PROMPT 1: Extract the full passage on the South Cadbury Environs Project and reproduce it word for word.

The South Cadbury Environs Project (SCEP) was originally started in the early 1990s by Richard Tabor to look at the area immediately around South Cadbury hillfort. It was intended to put the Iron Age hillfort and the earlier and later archaeology on the hill in some kind of context, prompted by the publication of the late 1960s excavations carried out by Leslie Alcock.  Very little archaeology had been identified in the area from earthworks and aerial photography.

Richard devised a programme of looking at the wider landscape using a variety of techniques, but based primarily on geophysical survey using a gradiometer, plough zone sampling and test pits.  In some cases findings were then followed up with larger excavations, providing many exciting and unique landscape features, including rare Early Neolithic pits, a late Bronze Age ringwork, one of the earliest in situ metalworking sites in Britain and at least one unusual scatter of around 5000 Iron Age pits. We now know that much of the landscape was heavily utilised from the Neolithic onwards, including important early landscape divisions and fields.

Location identification listing:
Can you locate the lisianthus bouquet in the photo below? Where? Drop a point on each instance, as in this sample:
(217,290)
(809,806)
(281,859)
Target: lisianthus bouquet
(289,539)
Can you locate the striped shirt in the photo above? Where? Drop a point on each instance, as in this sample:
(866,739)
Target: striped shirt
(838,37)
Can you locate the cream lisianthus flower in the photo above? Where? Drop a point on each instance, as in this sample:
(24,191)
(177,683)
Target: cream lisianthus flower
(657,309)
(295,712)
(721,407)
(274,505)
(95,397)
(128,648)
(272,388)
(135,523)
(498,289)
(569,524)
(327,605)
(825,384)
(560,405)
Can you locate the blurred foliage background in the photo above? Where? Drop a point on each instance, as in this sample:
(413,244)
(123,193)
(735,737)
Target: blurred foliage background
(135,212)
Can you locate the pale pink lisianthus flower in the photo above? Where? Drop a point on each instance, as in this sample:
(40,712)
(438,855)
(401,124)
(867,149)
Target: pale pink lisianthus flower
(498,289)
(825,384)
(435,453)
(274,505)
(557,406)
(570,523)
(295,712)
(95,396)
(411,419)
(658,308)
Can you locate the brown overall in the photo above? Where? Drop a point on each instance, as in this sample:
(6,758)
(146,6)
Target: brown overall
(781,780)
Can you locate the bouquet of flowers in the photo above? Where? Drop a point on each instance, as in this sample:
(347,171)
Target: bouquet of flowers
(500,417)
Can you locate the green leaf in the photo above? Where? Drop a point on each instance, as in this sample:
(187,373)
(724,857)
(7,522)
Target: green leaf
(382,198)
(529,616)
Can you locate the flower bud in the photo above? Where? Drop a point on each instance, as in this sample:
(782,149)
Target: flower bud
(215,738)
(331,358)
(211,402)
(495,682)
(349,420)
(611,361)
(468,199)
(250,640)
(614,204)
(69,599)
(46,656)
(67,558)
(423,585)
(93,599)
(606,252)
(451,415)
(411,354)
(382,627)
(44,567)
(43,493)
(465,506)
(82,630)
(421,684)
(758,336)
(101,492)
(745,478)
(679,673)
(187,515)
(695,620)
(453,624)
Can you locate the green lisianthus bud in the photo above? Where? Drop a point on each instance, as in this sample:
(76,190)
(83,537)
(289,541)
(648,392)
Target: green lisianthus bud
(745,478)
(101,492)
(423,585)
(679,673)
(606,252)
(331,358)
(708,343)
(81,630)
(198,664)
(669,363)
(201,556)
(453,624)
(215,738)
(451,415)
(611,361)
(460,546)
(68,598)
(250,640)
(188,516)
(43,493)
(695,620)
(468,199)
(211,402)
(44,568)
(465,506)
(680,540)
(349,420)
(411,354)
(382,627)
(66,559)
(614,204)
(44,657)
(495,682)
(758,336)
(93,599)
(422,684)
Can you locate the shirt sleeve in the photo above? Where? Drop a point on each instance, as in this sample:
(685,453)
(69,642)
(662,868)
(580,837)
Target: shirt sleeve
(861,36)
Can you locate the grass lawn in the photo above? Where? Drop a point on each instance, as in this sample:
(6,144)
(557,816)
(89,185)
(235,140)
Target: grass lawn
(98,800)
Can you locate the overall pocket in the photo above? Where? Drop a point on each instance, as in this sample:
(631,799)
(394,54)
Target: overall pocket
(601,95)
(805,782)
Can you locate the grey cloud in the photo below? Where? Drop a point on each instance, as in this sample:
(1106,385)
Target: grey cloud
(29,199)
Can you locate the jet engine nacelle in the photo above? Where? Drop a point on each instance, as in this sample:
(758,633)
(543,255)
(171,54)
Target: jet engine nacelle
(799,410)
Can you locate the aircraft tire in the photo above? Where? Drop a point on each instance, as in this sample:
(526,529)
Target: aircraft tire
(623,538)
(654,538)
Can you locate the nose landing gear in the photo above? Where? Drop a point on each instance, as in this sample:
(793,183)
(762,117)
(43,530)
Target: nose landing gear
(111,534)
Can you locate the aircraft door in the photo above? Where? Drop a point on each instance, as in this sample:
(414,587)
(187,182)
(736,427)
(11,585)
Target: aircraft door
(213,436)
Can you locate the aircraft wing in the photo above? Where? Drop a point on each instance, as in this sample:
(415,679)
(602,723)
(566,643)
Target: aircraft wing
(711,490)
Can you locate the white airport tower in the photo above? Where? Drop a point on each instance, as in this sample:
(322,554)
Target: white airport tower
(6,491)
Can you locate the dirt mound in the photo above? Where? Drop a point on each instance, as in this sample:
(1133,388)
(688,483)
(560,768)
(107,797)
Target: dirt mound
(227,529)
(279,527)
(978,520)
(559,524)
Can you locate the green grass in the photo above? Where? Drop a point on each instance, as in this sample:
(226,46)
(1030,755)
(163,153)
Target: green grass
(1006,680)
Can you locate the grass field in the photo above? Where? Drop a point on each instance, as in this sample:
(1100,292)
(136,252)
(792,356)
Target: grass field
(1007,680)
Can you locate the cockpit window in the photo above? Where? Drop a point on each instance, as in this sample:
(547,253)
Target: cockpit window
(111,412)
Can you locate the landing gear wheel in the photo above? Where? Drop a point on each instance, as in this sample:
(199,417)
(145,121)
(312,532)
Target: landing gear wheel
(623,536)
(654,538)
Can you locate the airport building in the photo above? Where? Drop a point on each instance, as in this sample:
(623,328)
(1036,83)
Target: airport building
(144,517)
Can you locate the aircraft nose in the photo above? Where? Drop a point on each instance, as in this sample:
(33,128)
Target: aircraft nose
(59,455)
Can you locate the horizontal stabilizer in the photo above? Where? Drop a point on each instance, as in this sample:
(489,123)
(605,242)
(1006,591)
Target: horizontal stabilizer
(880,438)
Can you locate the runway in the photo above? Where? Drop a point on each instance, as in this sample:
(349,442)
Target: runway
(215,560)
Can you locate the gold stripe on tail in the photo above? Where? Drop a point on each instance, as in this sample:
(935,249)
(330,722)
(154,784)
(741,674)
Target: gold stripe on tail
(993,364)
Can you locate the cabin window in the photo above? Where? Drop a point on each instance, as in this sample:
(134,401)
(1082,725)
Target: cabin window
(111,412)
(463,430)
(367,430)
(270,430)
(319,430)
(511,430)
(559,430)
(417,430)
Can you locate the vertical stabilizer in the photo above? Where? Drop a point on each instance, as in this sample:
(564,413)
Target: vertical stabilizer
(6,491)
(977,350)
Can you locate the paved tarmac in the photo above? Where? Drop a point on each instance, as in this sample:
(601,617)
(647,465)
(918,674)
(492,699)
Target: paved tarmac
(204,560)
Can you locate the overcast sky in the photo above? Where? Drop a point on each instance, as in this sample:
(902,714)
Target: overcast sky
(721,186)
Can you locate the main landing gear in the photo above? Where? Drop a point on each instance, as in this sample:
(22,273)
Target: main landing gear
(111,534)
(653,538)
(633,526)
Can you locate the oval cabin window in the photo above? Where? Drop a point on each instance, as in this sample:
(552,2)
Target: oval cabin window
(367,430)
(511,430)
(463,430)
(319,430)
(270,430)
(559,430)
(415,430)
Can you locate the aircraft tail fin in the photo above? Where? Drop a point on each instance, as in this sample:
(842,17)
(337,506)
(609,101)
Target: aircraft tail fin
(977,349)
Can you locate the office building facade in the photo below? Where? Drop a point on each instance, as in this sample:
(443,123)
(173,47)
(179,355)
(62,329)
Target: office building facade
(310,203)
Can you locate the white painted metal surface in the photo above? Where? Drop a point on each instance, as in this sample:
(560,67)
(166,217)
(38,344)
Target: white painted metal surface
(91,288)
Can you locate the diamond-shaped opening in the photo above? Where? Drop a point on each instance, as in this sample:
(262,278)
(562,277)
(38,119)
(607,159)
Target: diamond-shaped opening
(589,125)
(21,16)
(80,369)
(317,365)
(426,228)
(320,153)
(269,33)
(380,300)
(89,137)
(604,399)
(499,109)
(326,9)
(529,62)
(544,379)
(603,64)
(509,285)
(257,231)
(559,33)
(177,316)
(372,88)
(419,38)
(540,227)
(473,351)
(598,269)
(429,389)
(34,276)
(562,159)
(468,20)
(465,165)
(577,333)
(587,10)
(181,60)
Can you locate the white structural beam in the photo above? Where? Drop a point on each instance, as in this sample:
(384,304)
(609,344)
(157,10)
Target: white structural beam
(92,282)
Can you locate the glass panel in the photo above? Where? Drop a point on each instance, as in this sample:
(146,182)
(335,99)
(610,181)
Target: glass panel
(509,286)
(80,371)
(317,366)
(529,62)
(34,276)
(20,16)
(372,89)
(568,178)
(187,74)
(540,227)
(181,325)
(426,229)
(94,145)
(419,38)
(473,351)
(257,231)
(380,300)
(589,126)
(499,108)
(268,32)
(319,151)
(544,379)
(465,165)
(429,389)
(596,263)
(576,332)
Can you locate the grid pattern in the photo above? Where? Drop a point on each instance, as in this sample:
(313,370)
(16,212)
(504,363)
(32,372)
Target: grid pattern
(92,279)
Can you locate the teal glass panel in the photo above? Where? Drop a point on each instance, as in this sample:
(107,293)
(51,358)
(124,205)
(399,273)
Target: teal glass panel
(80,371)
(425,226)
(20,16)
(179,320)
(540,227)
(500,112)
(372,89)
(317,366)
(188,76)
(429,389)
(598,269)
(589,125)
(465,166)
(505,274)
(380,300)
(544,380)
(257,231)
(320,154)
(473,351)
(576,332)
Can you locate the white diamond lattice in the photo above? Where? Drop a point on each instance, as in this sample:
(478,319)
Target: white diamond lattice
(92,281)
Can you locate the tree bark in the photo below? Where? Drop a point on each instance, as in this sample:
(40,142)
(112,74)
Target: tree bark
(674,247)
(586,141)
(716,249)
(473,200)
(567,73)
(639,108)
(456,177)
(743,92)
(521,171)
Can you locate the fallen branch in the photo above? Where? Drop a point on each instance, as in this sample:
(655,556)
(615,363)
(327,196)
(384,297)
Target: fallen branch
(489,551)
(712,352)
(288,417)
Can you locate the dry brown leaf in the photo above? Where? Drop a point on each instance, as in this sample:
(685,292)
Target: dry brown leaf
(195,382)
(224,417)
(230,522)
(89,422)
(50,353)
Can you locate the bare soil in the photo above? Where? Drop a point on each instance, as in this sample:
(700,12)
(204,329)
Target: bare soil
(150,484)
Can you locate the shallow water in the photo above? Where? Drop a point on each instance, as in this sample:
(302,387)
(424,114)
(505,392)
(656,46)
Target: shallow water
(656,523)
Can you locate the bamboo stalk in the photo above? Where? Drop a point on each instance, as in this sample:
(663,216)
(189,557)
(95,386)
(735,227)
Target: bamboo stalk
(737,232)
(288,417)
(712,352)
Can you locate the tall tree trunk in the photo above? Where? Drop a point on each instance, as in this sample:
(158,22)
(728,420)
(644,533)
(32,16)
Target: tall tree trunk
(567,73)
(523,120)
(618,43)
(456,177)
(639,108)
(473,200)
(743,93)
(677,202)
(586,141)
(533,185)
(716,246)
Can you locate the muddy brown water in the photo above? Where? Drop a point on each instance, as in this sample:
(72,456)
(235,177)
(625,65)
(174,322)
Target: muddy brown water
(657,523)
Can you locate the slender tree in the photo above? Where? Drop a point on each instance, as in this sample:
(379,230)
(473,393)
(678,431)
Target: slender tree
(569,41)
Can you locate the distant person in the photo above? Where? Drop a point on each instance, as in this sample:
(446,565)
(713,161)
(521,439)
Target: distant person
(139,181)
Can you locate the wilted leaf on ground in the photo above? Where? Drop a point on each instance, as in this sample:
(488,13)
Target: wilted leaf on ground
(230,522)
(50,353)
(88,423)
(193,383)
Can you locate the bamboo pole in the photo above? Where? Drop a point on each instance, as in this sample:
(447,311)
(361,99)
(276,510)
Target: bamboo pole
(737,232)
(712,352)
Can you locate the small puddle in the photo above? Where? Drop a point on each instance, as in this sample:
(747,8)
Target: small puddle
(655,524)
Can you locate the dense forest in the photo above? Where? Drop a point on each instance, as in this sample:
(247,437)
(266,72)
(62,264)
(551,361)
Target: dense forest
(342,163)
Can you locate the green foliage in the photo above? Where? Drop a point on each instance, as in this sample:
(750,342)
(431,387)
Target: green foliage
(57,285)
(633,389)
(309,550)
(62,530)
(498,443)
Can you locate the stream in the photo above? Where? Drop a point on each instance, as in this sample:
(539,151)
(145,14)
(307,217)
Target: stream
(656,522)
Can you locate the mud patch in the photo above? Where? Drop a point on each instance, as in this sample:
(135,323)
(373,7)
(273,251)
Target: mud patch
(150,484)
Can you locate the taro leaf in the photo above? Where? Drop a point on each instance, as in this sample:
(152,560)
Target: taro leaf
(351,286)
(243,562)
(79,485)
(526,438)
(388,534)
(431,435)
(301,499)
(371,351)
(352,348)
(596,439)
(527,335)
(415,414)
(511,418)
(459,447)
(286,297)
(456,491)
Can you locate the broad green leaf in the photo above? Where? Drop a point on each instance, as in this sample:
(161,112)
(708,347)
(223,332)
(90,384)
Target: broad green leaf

PROMPT 2: Pick out each line of the listing above that includes the string "broad", and copy those lines. Case counts.

EXERCISE RESULT 1:
The South Cadbury Environs Project (SCEP) was originally started in the early 1990s by Richard Tabor to look at the area immediately around South Cadbury hillfort. It was intended to put the Iron Age hillfort and the earlier and later archaeology on the hill in some kind of context, prompted by the publication of the late 1960s excavations carried out by Leslie Alcock.  Very little archaeology had been identified in the area from earthworks and aerial photography.

Richard devised a programme of looking at the wider landscape using a variety of techniques, but based primarily on geophysical survey using a gradiometer, plough zone sampling and test pits.  In some cases findings were then followed up with larger excavations, providing many exciting and unique landscape features, including rare Early Neolithic pits, a late Bronze Age ringwork, one of the earliest in situ metalworking sites in Britain and at least one unusual scatter of around 5000 Iron Age pits. We now know that much of the landscape was heavily utilised from the Neolithic onwards, including important early landscape divisions and fields.

EXERCISE RESULT 2:
Can you locate the broad green leaf in the photo above? Where? Drop a point on each instance, as in this sample:
Target: broad green leaf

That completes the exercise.